== Given text

Michiana Chronicles: The Future’s So Bright (The One Where I Use a Yiddish Word to Describe New Prairie) (2024)

WVPE 88.1 Elkhart/South Bend | By Sid Shroyer

PublishedJune 20, 2024 at 3:56 PM EDT

My friends in the New Carlisle and Rolling Prairie areas are quietly kvelling this week after the New Prairie High School baseball team last Friday became the second-ever team state champion, after softball took state a year ago.

Honest and proud, but modest. That’s how I remember New Prairie from my teaching days. I loved the students and my colleagues and even some of the administrators. Coaches coached. Teachers taught. It reminded me a lot of where I grew up, so I knew how to act, for the most part, in a place that felt like home. During a year of some uncertainty about the changes that progress brings, I’m sure the signs of success in a community where the school means so much are heartening. There are many more signs we don’t hear about.

Situated between South Bend and LaPorte, but a suburb of neither, the New Prairie community maintains a small-town, rural identity that in the 27 years I was there rarely attracted attention beyond its own borders. “That’s how we like it.”

There is always some concern about the patronizing stereotyping that exists for people in rural communities. Either, they say, we are ignored, or people think they know better than we do how we ought to behave. The best boss I ever had tangled with state regulators at odds with his old school experience and wisdom. For Chuck Stephens the kids came first; the department of education checklist boxes came last.

At New Prairie, I had the freedom to teach in the manner I chose the only Indiana semester-long classes on the literature of the Holocaust and the literature of the Vietnam War. It was the essence of teaching. My students wanted to know about the things I wanted to share. I could not have been more fortunate. With support from the New Prairie community, my colleagues and I made it a practice to encourage questioning and critical thinking. We talked.

====
== Data extract

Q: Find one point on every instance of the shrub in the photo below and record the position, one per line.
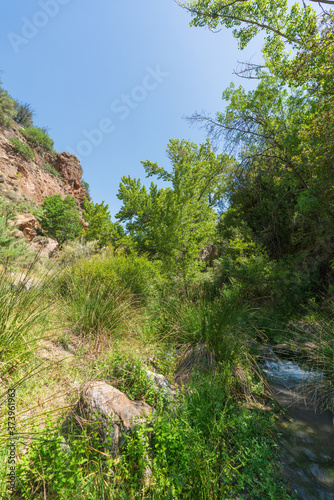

====

** Written tasks **
a - According to the Michiana Chronicles essay, how many years was the writer at New Prairie?
b - Print the stretch of the Michiana Chronicles essay from "PublishedJune 20, 2024" through "a year ago.".
The data can be set aside; nothing here depends on it.

** Task responses **
a - 27 years.

b -
PublishedJune 20, 2024 at 3:56 PM EDT

My friends in the New Carlisle and Rolling Prairie areas are quietly kvelling this week after the New Prairie High School baseball team last Friday became the second-ever team state champion, after softball took state a year ago.